Leestekst:
------------------------------------------------

Wat is de oorzaak van CMC?

Tot op heden zijn slechts een paar foutjes die verantwoordelijk zijn voor de ziekte CMC ontdekt. Eén daarvan is enkele jaren geleden ontdekt door een Nijmeegse onderzoeksgroep. Hierbij is aangetoond dat als de afweercellen in de huid en slijmvliezen niet een specifieke receptor (herkenningsmolecuul) aan de buitenkant hebben (het Dectin-1), er geen goede afweerreactie wordt opgestart. Hierdoor ontstaan er chronische en steeds terugkerende infecties met Candida of andere schimmels. Een tweede afwijking in het DNA betreft het STAT-1 gen. Hierbij wordt de Candida of andere schimmel wel herkend door de afweercel in de huid of in de slijmvliezen, maar kan de cel vervolgens geen signalen afgeven om een afweerreactie op te starten. De Candida of andere schimmel wordt dan vervolgens niet goed "opgeruimd" door het afweersysteem. Een ander foutje bevindt zich op het zogenoemde AIRE-gen, een ander stukje van het DNA.

 

Hoe vaak komt CMC voor en bij wie?

CMC is heel erg zeldzaam (minder dan 1 op de 200.000 personen). CMC is aangeboren en komt even vaak bij jongens als bij meisjes voor.

 

Wat zijn de klachten van CMC?

CMC wordt gekenmerkt door steeds terugkerende infecties van de huid, nagels en slijmvliezen door Candida en andere schimmels. In de huid zijn dit rode plekken, vooral in de lichaamsplooien met schilfering. Bij de nagels zijn er vaak schimmelnagels met putjes in de nagels en witte verkleuring. Als er een afwijking in het AIRE-gen is, zijn er eigenlijk altijd ook klachten van auto-immuunziekten van het endocriene systeem, bijvoorbeeld een niet goed werkende schildklier.

 

Hoe wordt de diagnose CMC gesteld?

Met een stimulatie test, waarbij witte bloedcellen in het laboratorium gestimuleerd worden met schimmels, kan aangetoond worden dat er onvoldoende signaalstofjes (cytokinen) door de cellen gemaakt worden. De definitieve diagnose wordt op basis van erfelijkheids-onderzoek (DNA-onderzoek) gesteld. Er zijn drie foutjes in het erfelijk materiaal bekend, welke leiden tot CMC. Dit zijn STAT1, Dectin-1 en AIRE.

 

Hoe worden kinderen met CMC behandeld?

------------------------------------------------

Gegevensset:
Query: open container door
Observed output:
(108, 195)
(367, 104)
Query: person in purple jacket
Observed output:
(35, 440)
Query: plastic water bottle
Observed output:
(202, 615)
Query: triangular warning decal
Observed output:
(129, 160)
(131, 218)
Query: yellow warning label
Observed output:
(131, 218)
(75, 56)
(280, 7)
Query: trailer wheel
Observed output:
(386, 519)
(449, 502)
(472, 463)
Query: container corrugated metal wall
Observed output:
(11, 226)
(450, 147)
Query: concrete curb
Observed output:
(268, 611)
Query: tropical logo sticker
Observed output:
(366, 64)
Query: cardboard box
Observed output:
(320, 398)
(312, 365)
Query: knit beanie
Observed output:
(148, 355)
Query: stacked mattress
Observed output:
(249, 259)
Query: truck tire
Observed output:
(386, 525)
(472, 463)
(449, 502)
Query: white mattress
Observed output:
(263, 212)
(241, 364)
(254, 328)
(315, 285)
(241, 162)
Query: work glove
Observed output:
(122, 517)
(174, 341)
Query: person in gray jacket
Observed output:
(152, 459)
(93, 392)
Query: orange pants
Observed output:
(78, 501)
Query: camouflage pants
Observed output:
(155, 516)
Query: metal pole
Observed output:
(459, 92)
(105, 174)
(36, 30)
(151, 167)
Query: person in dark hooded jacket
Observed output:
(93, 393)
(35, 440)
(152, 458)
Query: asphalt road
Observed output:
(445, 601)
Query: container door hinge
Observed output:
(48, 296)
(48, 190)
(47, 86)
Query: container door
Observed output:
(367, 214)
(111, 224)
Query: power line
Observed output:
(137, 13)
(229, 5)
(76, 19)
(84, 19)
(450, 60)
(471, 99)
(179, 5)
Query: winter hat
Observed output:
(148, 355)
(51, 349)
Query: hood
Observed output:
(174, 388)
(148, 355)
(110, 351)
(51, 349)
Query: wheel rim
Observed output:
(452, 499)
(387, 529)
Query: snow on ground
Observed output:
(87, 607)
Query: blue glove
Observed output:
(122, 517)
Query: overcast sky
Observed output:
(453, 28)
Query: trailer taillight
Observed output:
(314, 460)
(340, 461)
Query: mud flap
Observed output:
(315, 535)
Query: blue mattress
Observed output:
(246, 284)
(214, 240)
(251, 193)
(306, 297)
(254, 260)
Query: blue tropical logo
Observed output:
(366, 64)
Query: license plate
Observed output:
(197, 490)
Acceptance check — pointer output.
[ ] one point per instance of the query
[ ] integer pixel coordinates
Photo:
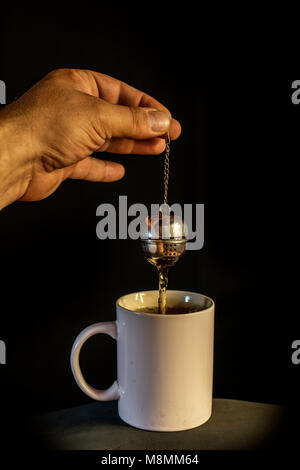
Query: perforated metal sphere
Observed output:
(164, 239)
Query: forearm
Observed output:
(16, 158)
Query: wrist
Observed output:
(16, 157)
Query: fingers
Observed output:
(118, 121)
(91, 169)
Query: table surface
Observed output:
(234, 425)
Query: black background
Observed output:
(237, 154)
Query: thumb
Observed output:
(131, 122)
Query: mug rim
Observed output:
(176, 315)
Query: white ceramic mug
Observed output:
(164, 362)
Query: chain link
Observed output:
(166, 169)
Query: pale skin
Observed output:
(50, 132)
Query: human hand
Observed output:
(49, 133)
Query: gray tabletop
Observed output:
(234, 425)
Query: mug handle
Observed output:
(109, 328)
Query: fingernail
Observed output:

------------------------------------------------

Opgaven:
• A. Zet de alinea uit de tekst over CMC die begint met „Met een stimulatie test” om in een beknopte opsomming. Behoud daarbij de belangrijkste feiten.
• B. Ga verder met de tekst over CMC, direct na de laatste kop „Hoe worden kinderen met CMC behandeld?”.

Uitwerkingen:
• A.
- Een stimulatietest, waarbij witte bloedcellen in het laboratorium met schimmels worden gestimuleerd, kan aantonen dat de cellen te weinig signaalstofjes (cytokinen) maken.
- De definitieve diagnose wordt gesteld met erfelijkheidsonderzoek (DNA-onderzoek).
- Er zijn drie foutjes in het erfelijk materiaal bekend die tot CMC leiden: STAT1, Dectin-1 en AIRE.

• B.
Het is niet mogelijk om spontaan te genezen van CMC, en ook is er niet een therapie voorhanden die de oorzaak kan aanpakken. Het belangrijkste is dan ook het voorkomen van de schimmelinfecties van de huid, nagels en slijmvliezen, of deze tijdig te behandelen. De resultaten van behandelingen met antischimmel middelen zijn matig te noemen, en vaak is het nodig om zeer langdurig te behandelen om de schimmels geen kans te geven infecties te veroorzaken.

 

Wat betekent het hebben van CMC voor de toekomst?

De chronische steeds terugkerende infecties van de huid, nagels en slijmvliezen kunnen cosmetische en soms ook functionele problemen geven. Verder kunnen er auto-immuun ziekten van het endocriene systeem (hormoon producerende organen zoals de schildklier, bijschildklier, bijnier, alvleesklier) op treden. Maar ook auto-immuunziekten gericht tegen bloedcellen, leidend tot de afbraak van rode bloedcellen en bloedplaatjes zijn beschreven. Ook is bij een aantal patiënten beschreven dat zij kwaadaardige ziekten van de mond of slokdarm hebben ontwikkeld. Vermoedelijk is deze ontwikkeling te wijten aan de veelvuldige ontstekingen aan de slijmvliezen. Ook kan er sprake zijn van meer afwijkingen in het afweersysteem waardoor de afweer tegen virale en bacteriële infecties ook verstoord is.

 

Hebben andere familieleden een vergrote kans om CMC te krijgen?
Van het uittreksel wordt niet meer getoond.